WORK INSTRUCTIONS: Reproduce the whole listing below exactly.

== INFORMATION

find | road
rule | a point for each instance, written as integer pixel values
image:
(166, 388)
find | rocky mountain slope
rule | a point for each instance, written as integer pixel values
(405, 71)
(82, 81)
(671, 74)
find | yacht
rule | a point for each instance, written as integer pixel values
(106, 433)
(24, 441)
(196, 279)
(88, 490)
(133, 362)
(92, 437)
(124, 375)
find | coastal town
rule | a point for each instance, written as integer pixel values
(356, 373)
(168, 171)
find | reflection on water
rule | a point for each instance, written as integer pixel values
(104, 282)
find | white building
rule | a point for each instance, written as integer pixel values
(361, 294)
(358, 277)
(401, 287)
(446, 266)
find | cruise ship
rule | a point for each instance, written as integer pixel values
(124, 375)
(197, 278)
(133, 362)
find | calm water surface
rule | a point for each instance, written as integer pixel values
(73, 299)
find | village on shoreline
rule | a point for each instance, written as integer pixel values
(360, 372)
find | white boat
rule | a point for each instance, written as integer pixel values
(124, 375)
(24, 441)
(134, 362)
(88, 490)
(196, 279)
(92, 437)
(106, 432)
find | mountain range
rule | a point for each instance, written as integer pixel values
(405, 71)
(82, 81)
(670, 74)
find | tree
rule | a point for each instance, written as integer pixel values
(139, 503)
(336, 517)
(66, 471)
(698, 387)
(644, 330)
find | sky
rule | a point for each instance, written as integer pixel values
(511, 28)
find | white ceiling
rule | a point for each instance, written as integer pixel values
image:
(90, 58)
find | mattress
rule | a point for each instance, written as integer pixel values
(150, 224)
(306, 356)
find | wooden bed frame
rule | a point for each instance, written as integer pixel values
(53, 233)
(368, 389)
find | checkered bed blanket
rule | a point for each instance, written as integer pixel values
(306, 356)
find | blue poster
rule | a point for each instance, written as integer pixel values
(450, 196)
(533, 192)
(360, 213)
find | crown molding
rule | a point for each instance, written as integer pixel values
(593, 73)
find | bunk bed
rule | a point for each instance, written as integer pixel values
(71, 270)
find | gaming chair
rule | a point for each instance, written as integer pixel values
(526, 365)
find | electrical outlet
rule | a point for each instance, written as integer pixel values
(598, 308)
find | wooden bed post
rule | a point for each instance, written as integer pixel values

====

TASK RESPONSE:
find | road
rule | a point for each instance, written as integer pixel values
image:
(166, 388)
find | rocky mountain slope
rule | a point for each instance, written as integer pixel values
(405, 71)
(82, 81)
(671, 74)
find | yacht
rule | a point for each instance, written as integer pixel values
(106, 433)
(24, 441)
(196, 279)
(88, 490)
(133, 362)
(92, 437)
(124, 375)
find | coastal town
rule | a point for each instance, written as integer pixel values
(356, 373)
(168, 171)
find | reflection on water
rule | a point for each instance, written as integer pixel values
(104, 282)
find | white building
rule | a point for each instance, written as integer pixel values
(361, 294)
(358, 277)
(401, 287)
(446, 266)
find | cruise ship
rule | a point for each instance, written as integer pixel values
(124, 375)
(197, 278)
(133, 362)
find | calm water surface
rule | a point for each instance, written as integer pixel values
(73, 299)
find | village on shoreline
rule | a point for each instance, written as integer pixel values
(360, 372)
find | white boat
rule | a point for each instance, written as integer pixel values
(124, 375)
(24, 441)
(134, 362)
(88, 490)
(196, 279)
(92, 437)
(106, 432)
find | mountain range
rule | a point for each instance, written as integer pixel values
(405, 71)
(82, 81)
(670, 74)
find | tree
rule | a point for each instance, written as integer pixel values
(139, 503)
(336, 517)
(66, 471)
(698, 387)
(644, 330)
find | sky
rule | a point for each instance, written as integer pixel values
(511, 28)
find | white ceiling
rule | a point for each instance, written as integer pixel values
image:
(90, 58)
find | mattress
rule | a point for each instance, written as integer pixel values
(150, 224)
(306, 356)
find | wooden bed frame
rule | a point for each instance, written as integer pixel values
(53, 233)
(368, 389)
find | checkered bed blanket
rule | a point for each instance, written as integer pixel values
(306, 356)
find | blue poster
rule | a point for each instance, written as integer pixel values
(450, 196)
(533, 192)
(360, 213)
find | crown molding
rule | a point for each instance, written as integer pixel values
(593, 73)
find | bunk bed
rule | a point for each instance, written as integer pixel values
(71, 270)
find | gaming chair
rule | a point for each instance, written as integer pixel values
(526, 365)
find | electrical outlet
rule | a point for each instance, written as integer pixel values
(598, 308)
find | wooden bed post
rule | a point for each instance, written as integer pixel values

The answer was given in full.